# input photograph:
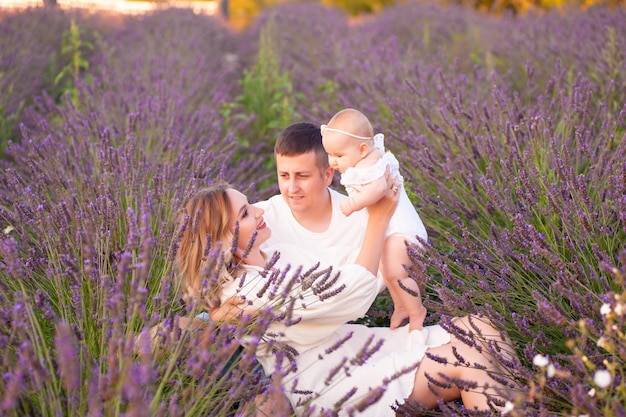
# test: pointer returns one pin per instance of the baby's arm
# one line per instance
(367, 195)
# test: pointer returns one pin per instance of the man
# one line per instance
(307, 213)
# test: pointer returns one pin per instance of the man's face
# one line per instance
(302, 184)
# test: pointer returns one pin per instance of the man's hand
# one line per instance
(230, 311)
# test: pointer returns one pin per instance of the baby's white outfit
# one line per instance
(405, 220)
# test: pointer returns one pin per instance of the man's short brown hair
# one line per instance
(300, 138)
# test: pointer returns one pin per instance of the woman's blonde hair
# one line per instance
(204, 257)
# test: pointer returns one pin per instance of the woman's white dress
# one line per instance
(326, 373)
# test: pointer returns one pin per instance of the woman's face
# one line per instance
(249, 218)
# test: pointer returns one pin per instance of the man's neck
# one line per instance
(317, 219)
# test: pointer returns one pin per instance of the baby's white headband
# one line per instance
(330, 129)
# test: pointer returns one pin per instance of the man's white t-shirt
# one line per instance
(343, 237)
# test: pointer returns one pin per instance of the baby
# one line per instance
(360, 156)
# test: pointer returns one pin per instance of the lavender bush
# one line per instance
(511, 135)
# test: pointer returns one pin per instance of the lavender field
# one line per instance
(511, 133)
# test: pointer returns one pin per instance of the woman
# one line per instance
(328, 364)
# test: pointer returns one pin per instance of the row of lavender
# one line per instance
(510, 131)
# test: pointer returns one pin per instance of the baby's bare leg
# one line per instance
(407, 304)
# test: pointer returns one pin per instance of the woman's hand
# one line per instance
(230, 311)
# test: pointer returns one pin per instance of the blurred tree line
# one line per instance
(240, 13)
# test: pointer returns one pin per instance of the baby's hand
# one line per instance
(346, 209)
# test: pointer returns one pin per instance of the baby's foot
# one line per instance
(397, 318)
(416, 320)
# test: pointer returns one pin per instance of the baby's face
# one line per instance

### Written task
Go through all the records above, replacing every "one line per instance" with "one line for each match" and leaving everything else unchanged. Leave the pictures out of the answer.

### Written reply
# input photograph:
# test: pointer returns one pin per instance of the baby's arm
# one line for each match
(367, 195)
# test: pointer returns one pin per instance of the man
# one line for each match
(307, 213)
# test: pointer returns one pin per instance of the man's face
# one line for each match
(302, 184)
# test: pointer returns one pin per instance of the man's hand
# one line for each match
(230, 311)
# test: pointer returns one pin per instance of the baby's white outfit
# one line for each match
(405, 220)
# test: pointer returns one pin per instance of the man's short brown hair
# one line for each match
(300, 138)
# test: pointer returns one pin per instance of the woman's blonde hair
# one line for each match
(204, 257)
# test: pointer returns one pin per instance of the woman's white dress
# one line for each match
(326, 373)
# test: pointer returns one pin per instance of the woman's face
# one line for each match
(249, 218)
# test: pointer returns one pin per instance of the man's neck
# one line for each match
(317, 219)
# test: pointer returns one pin per instance of the baby's white headband
# one line for each match
(330, 129)
# test: pointer returns one pin per instance of the man's white t-shirt
# one line for each match
(343, 237)
# test: pointer returns one pin per instance of the baby
# one line for each match
(360, 156)
# test: pointer returns one pin per instance of the lavender bush
# one line for each match
(511, 135)
# test: pointer returns one pin per instance of the lavender field
# one line for each match
(511, 133)
# test: pointer returns one pin per instance of the woman
# one line for each match
(328, 364)
# test: pointer returns one pin per instance of the row of lavender
# one line for each match
(510, 131)
# test: pointer returns one pin per instance of the baby's bare leg
# one line for each match
(407, 304)
# test: pointer returns one pin per instance of the woman's hand
# one line for each match
(230, 311)
# test: pointer returns one pin per instance of the blurred tree line
# one line for each match
(240, 13)
# test: pointer returns one pin per instance of the baby's hand
# one line for each match
(346, 209)
# test: pointer returns one pin per instance of the baby's foot
# one line for each match
(397, 318)
(416, 320)
# test: pointer returns one pin per instance of the baby's face
# one line for each match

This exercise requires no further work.